* EXERCISE INSTRUCTIONS *
Your answer should be one number, namely how many lines in the listing below include the word "woman".

* MATERIAL FOR THIS EXERCISE *
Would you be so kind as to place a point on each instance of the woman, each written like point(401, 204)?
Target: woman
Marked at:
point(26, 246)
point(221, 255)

* PROBLEM SOLUTION *
2